## TASK TO COMPLETE
Could you rewrite the records from the line with "golf cart windshield" to the line with "pixel 172 292", putting "mark" wherever "label" appears and changing nothing else?

==========

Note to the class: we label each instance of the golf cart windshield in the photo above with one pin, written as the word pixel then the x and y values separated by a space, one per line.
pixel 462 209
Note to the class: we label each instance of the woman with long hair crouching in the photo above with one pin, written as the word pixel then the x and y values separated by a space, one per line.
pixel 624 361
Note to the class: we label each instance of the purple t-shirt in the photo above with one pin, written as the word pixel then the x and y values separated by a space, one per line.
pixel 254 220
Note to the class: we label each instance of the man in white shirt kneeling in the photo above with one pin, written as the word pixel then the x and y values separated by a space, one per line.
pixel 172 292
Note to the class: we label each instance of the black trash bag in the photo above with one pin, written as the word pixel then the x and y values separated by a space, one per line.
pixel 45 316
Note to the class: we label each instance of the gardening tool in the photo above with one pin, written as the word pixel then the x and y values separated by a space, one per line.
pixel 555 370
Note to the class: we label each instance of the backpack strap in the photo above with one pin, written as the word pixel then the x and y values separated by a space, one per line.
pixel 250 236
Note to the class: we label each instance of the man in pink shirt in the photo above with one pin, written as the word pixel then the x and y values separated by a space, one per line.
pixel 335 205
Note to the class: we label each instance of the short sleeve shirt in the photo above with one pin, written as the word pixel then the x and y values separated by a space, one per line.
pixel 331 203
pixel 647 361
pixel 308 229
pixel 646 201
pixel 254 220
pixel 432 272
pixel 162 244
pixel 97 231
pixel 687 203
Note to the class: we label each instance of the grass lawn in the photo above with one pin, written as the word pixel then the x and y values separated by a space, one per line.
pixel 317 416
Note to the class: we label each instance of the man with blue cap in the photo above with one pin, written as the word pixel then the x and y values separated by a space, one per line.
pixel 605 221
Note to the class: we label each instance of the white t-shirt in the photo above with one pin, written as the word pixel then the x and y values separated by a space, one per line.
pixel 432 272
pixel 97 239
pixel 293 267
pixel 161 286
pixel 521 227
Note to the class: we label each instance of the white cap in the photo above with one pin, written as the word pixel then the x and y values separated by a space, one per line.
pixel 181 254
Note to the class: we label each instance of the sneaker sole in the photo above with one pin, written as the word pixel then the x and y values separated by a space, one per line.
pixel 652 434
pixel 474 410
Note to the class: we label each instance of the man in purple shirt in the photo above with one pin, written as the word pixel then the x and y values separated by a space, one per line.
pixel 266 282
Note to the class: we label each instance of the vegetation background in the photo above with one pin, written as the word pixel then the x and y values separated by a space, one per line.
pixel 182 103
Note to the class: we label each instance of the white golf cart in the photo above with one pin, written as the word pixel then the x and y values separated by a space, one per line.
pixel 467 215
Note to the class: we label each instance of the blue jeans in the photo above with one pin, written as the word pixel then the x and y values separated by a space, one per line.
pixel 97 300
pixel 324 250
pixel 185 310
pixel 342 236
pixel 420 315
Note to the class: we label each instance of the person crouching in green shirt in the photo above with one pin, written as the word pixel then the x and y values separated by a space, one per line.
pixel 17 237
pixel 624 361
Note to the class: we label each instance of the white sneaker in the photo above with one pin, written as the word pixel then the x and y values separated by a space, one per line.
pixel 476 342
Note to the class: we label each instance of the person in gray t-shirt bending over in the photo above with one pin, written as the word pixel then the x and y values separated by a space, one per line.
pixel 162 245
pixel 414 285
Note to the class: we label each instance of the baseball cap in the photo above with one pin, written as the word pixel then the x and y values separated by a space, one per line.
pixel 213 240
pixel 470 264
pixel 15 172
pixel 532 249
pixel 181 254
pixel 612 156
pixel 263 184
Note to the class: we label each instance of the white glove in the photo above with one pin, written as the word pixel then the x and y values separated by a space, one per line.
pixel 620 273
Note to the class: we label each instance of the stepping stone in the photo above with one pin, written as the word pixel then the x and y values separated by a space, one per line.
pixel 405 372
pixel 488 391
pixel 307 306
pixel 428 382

==========

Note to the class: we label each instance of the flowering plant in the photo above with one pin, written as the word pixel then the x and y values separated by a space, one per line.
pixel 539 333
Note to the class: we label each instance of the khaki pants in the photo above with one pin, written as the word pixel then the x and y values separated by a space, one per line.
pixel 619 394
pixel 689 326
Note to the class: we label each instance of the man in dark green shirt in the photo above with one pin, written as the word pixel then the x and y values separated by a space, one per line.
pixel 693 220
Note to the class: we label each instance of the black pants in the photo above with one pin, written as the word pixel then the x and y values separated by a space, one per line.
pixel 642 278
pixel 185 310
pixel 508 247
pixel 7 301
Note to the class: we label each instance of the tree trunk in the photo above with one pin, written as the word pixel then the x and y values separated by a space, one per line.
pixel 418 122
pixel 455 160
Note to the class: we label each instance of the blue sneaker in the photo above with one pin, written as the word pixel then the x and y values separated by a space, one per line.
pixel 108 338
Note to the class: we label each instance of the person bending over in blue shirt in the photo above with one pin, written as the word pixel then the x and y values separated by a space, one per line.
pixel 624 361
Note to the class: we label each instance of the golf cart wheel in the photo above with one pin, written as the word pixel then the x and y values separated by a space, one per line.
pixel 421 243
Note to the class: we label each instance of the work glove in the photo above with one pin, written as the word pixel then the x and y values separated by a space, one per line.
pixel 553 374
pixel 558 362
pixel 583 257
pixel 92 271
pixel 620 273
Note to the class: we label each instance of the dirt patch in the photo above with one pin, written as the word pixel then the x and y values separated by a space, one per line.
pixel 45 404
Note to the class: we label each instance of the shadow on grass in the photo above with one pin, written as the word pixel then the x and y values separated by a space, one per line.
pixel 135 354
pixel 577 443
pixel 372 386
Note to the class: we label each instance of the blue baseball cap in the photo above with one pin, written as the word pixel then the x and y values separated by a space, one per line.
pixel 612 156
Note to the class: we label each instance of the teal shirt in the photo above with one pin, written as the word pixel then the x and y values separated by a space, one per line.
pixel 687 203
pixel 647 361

==========

## WRITTEN ANSWER
Note to the class: we mark each instance of the golf cart windshield in the photo above with one pin, written as the word pixel then the x and y values separated by a space, one per line.
pixel 462 209
Note to the class: we mark each instance of the woman with long hair crouching in the photo above with one pin, written as the word pixel then the x and y values separated by a space, one per line.
pixel 624 361
Note to the class: we mark each instance of the purple t-shirt in the photo above with one pin, written as the word pixel then the x and y values separated by a space, one per line.
pixel 254 220
Note to the class: we mark each instance of the man in white shirt kneeling in the photo above with one pin, written as the word pixel then the x and y values separated by a space, one per line.
pixel 172 292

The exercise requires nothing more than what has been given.